● Information supplied
* * *

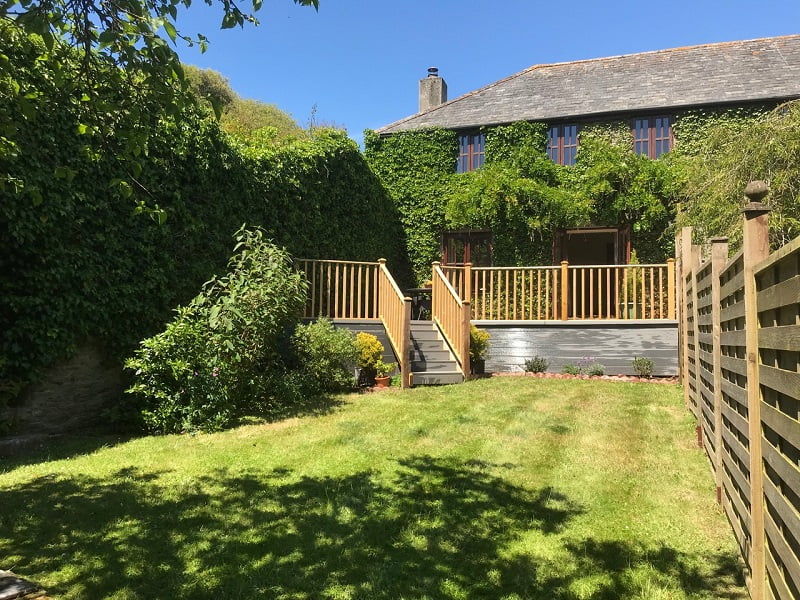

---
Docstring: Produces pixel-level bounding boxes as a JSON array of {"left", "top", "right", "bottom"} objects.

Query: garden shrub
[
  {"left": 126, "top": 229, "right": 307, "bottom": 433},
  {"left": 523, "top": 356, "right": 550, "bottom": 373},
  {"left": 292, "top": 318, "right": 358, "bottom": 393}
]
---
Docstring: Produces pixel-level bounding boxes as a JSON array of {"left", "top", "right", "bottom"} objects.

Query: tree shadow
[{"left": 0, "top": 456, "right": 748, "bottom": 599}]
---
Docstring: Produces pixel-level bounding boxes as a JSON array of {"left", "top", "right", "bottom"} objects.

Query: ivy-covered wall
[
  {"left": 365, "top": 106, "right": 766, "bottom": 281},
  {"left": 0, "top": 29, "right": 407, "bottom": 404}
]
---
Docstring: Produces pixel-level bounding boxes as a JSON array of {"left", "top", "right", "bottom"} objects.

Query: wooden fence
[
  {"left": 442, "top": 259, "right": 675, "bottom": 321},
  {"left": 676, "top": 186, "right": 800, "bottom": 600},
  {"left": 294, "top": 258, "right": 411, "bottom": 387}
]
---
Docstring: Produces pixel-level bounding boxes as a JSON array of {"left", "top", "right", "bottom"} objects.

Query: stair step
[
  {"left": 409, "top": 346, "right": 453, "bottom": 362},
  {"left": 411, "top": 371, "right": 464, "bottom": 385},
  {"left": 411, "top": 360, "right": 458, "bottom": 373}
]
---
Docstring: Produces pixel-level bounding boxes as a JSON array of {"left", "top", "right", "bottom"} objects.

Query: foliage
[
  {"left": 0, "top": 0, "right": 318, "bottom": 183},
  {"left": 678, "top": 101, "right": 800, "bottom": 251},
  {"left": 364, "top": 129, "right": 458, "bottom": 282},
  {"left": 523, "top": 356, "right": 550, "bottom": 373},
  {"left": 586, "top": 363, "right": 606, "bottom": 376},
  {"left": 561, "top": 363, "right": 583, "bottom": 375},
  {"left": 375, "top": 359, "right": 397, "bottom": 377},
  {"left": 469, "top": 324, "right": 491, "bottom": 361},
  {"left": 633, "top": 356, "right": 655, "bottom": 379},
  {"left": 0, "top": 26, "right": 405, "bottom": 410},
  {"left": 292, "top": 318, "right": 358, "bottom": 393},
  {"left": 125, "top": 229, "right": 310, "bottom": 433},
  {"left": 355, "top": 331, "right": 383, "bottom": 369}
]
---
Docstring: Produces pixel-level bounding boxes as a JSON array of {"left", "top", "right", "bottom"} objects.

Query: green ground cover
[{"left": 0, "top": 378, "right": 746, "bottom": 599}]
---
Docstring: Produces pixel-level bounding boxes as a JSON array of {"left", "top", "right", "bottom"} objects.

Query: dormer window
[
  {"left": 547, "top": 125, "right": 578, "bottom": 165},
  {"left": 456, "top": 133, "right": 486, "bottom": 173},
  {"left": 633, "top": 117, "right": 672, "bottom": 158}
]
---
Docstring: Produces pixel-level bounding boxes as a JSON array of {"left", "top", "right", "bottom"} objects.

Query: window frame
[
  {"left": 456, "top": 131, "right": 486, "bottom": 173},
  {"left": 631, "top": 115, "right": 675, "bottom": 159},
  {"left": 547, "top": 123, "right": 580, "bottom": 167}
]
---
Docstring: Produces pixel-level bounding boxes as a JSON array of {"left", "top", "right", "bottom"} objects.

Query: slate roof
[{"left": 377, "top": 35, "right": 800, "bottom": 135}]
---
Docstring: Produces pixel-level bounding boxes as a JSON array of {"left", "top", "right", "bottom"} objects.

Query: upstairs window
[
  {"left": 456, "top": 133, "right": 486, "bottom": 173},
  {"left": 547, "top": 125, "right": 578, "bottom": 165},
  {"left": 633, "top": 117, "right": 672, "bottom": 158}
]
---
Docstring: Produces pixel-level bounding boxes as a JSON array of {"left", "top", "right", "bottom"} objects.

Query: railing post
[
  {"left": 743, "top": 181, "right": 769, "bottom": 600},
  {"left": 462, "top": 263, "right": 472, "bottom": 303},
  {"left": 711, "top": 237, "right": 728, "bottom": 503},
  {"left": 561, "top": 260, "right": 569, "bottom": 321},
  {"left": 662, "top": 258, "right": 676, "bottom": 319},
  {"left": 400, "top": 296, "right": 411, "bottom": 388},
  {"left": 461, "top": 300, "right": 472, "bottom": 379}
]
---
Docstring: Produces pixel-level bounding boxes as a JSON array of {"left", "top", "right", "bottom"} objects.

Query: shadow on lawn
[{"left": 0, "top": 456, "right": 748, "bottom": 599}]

* * *

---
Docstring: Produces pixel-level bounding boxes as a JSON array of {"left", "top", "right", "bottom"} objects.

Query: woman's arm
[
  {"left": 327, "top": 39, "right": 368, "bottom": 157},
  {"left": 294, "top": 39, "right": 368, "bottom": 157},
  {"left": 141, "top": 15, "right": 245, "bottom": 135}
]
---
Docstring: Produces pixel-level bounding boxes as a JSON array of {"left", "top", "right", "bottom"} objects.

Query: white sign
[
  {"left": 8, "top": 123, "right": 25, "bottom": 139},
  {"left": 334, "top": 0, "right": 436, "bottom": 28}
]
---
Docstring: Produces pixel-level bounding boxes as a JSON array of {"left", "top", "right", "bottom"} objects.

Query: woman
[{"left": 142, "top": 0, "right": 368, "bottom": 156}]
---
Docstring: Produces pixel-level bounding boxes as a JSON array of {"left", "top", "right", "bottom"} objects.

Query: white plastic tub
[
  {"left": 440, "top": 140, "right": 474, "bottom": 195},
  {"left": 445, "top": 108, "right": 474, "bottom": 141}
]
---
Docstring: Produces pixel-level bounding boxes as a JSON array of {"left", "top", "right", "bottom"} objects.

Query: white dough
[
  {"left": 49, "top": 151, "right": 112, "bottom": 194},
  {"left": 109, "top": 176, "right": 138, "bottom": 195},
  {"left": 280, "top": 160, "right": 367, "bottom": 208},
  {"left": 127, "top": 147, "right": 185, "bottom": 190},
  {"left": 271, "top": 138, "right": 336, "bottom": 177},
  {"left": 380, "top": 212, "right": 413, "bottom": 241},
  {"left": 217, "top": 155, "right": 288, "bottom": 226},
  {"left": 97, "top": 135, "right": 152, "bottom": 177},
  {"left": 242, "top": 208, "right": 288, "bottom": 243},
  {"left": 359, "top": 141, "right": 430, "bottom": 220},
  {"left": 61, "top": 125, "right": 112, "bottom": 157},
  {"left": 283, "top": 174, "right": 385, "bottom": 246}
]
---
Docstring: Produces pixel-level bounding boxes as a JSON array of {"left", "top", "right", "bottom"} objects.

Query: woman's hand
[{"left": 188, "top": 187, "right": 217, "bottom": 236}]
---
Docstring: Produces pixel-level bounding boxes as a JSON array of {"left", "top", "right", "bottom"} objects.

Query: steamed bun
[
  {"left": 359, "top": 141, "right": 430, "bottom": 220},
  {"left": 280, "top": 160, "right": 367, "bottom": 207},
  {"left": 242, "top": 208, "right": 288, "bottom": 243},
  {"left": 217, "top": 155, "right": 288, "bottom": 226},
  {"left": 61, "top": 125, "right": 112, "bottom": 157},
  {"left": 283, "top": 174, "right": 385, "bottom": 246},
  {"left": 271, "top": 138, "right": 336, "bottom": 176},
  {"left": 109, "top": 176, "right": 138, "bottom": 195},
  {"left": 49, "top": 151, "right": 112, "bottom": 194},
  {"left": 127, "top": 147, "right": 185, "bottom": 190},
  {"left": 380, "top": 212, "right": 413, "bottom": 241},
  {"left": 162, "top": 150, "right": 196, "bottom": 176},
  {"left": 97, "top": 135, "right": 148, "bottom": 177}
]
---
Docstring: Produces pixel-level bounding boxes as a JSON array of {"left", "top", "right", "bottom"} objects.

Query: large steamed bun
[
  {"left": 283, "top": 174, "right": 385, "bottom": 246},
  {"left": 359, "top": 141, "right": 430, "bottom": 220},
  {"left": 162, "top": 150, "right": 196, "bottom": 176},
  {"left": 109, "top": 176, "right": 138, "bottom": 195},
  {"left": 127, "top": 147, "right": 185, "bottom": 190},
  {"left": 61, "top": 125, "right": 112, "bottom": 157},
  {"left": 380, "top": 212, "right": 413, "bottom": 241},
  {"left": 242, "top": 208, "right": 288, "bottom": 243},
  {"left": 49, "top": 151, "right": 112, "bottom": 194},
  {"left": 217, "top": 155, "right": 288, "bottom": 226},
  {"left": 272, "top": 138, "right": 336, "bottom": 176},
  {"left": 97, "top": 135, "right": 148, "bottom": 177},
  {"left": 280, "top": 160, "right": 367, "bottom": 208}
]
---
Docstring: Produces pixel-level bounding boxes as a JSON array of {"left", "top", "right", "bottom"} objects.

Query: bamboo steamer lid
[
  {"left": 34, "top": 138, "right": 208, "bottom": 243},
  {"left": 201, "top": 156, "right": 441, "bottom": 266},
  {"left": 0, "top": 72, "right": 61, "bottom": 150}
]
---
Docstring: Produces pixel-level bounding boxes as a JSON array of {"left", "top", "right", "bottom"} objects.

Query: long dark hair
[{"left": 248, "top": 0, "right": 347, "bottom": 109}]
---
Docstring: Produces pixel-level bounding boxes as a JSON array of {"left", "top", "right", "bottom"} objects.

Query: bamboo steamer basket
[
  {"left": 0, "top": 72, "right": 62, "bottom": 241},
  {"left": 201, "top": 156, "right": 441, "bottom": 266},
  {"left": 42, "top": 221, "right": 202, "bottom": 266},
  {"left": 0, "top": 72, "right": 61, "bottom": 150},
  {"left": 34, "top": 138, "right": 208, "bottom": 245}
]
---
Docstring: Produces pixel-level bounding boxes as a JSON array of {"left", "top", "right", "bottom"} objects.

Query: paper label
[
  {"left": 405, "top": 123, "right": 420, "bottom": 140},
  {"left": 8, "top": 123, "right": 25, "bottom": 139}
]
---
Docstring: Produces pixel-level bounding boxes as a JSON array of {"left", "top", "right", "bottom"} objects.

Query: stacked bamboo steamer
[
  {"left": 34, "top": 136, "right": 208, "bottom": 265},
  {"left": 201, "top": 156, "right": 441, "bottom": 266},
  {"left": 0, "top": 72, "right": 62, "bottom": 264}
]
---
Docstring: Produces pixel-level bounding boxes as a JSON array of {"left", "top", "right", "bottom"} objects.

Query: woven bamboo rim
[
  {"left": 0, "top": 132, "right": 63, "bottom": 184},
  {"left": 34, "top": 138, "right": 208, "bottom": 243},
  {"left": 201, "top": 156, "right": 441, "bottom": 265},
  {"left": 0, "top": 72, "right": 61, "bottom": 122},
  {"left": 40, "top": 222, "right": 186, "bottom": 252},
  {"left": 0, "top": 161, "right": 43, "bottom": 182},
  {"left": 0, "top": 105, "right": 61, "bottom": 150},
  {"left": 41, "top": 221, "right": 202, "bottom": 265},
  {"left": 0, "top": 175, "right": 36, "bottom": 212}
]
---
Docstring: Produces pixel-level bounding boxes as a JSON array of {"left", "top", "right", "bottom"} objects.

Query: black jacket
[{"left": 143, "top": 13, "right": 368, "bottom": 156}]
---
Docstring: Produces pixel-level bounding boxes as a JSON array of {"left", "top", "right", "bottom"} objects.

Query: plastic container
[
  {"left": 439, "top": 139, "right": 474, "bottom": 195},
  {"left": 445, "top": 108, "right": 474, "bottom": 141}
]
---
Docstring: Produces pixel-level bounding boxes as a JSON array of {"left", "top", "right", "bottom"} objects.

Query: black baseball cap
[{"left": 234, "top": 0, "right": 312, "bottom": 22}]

* * *

● Exercise aim
Filter the records above down to the lines that contain the string "shadow", treating uppercase and lowercase as distinct. Copy each matching line without changes.

● Answer to this task
Query: tree shadow
Query: shadow on lawn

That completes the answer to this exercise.